INPUT MATERIAL -
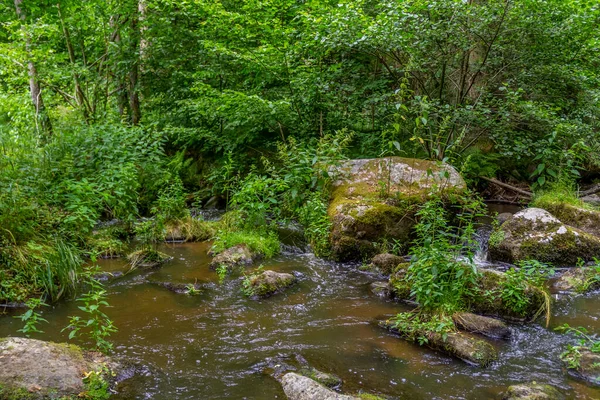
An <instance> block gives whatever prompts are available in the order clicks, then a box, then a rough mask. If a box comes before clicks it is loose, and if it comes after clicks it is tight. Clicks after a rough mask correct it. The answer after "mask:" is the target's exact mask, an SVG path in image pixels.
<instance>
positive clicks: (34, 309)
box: [15, 298, 48, 337]
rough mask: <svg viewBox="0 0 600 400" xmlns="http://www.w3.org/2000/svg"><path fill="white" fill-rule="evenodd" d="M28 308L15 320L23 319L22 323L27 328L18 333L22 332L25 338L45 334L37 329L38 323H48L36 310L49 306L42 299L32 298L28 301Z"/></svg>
mask: <svg viewBox="0 0 600 400" xmlns="http://www.w3.org/2000/svg"><path fill="white" fill-rule="evenodd" d="M26 304H27V308H28V310H27V311H25V313H24V314H22V315H20V316H16V317H15V318H19V319H21V321H22V322H24V323H25V326H24V327H23V328H21V329H19V330H18V332H22V333H24V334H25V336H27V337H29V336H30V335H29V334H30V333H44V331H41V330H39V329H38V328H37V325H38V323H40V322H48V321H47V320H45V319H44V318H42V314H40V313H39V312H37V311H36V308H38V307H40V306H48V304H46V303H44V302H43V301H42V299H36V298H31V299H29V300H27V303H26Z"/></svg>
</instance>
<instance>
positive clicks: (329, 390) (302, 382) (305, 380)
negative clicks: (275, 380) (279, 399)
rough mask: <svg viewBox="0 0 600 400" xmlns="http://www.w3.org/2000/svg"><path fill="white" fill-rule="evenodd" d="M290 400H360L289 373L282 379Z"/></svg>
mask: <svg viewBox="0 0 600 400" xmlns="http://www.w3.org/2000/svg"><path fill="white" fill-rule="evenodd" d="M281 386H282V387H283V391H284V392H285V395H286V396H287V398H288V400H359V398H358V397H354V396H348V395H344V394H340V393H336V392H334V391H333V390H331V389H328V388H326V387H325V386H323V385H321V384H320V383H318V382H315V381H314V380H312V379H310V378H307V377H306V376H303V375H299V374H296V373H294V372H289V373H287V374H285V375H284V376H283V377H282V378H281Z"/></svg>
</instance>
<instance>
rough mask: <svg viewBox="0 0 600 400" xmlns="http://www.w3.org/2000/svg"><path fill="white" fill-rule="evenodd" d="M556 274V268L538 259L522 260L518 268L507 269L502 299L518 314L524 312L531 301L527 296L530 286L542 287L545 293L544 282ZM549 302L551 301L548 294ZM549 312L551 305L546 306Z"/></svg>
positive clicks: (526, 310)
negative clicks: (550, 277)
mask: <svg viewBox="0 0 600 400" xmlns="http://www.w3.org/2000/svg"><path fill="white" fill-rule="evenodd" d="M552 275H554V269H553V268H552V267H550V266H548V265H546V264H544V263H540V262H539V261H536V260H528V261H521V262H519V263H518V264H517V268H514V267H513V268H511V269H509V270H508V271H506V279H505V280H504V281H503V283H502V294H501V297H502V301H503V303H504V304H506V306H507V307H509V308H510V309H511V310H513V311H514V312H515V313H517V314H524V313H525V312H526V311H527V310H528V308H529V306H530V302H531V297H530V296H527V293H526V292H527V291H528V290H529V286H533V287H535V288H538V289H541V290H543V291H544V293H545V287H544V284H545V282H546V280H547V279H548V277H550V276H552ZM546 298H547V303H548V302H549V300H548V296H547V294H546ZM546 311H547V313H549V307H548V306H547V307H546Z"/></svg>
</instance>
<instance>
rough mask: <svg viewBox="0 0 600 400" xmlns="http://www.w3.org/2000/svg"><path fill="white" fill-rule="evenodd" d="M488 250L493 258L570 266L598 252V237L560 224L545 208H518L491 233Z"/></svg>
mask: <svg viewBox="0 0 600 400" xmlns="http://www.w3.org/2000/svg"><path fill="white" fill-rule="evenodd" d="M492 236H493V237H498V240H490V243H489V252H490V256H491V258H492V259H493V260H495V261H503V262H510V263H515V262H518V261H522V260H531V259H533V260H538V261H541V262H547V263H553V264H555V265H559V266H560V265H564V266H572V265H575V264H576V263H577V260H578V259H580V258H581V259H583V260H586V261H589V260H592V259H593V258H594V257H598V256H600V237H596V236H593V235H591V234H589V233H587V232H584V231H582V230H580V229H577V228H573V227H571V226H569V225H565V224H563V223H562V222H561V221H560V220H558V219H557V218H555V217H554V216H553V215H551V214H550V213H549V212H547V211H546V210H543V209H541V208H527V209H525V210H523V211H520V212H518V213H517V214H515V215H514V216H513V217H512V218H510V219H509V220H508V221H506V222H505V223H504V224H502V226H501V227H500V228H499V231H498V232H496V233H494V234H493V235H492Z"/></svg>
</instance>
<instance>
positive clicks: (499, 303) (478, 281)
mask: <svg viewBox="0 0 600 400" xmlns="http://www.w3.org/2000/svg"><path fill="white" fill-rule="evenodd" d="M408 266H409V264H408V263H406V264H400V265H399V266H398V267H397V269H396V271H395V272H394V273H393V274H392V275H391V276H390V279H389V287H390V291H391V297H393V298H394V299H396V300H398V301H402V302H406V303H409V304H414V303H415V299H414V298H413V297H412V296H411V292H412V290H411V282H410V281H409V280H408V279H407V270H408ZM465 268H470V267H468V266H465ZM507 279H508V278H507V276H506V274H505V273H503V272H500V271H495V270H488V269H478V274H477V275H476V280H475V284H474V285H472V286H471V287H469V288H468V289H469V290H465V291H464V293H463V298H462V302H463V303H464V305H465V309H466V310H468V311H470V312H472V313H475V314H481V315H486V316H493V317H499V318H502V319H506V320H510V321H515V322H522V321H530V320H532V319H534V318H535V317H537V316H539V315H540V314H541V313H542V312H543V311H544V309H545V305H546V296H545V294H544V292H543V291H542V290H541V289H539V288H537V287H534V286H532V285H525V289H524V293H523V294H522V300H523V304H522V305H521V307H520V309H519V310H515V309H514V308H513V307H511V305H510V304H509V303H508V302H507V301H506V299H505V298H504V297H503V291H504V289H505V288H506V286H507V285H508V283H507Z"/></svg>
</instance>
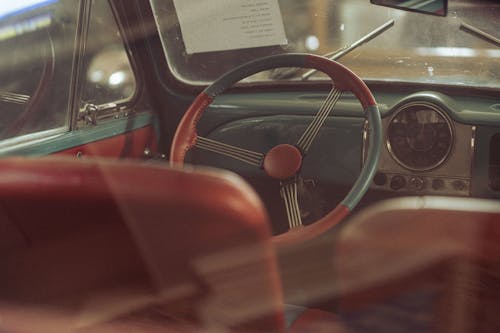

TASK -
Write out again exactly the lines from the start of the data above through the line containing "box: [15, 298, 48, 337]", inclusive, excluding any pictures.

RESPONSE TO THIS EXERCISE -
An <instance> block gives whatever prompts are available in the order clicks, then a box, then a rough mask. If a box comes before clicks it is loose, and if it comes after clicks it is tight. Clicks after a rough mask correct it. The answer after "mask:" is the target's exact mask, an SVG path in image pixels.
<instance>
positive clicks: (34, 309)
box: [15, 298, 48, 337]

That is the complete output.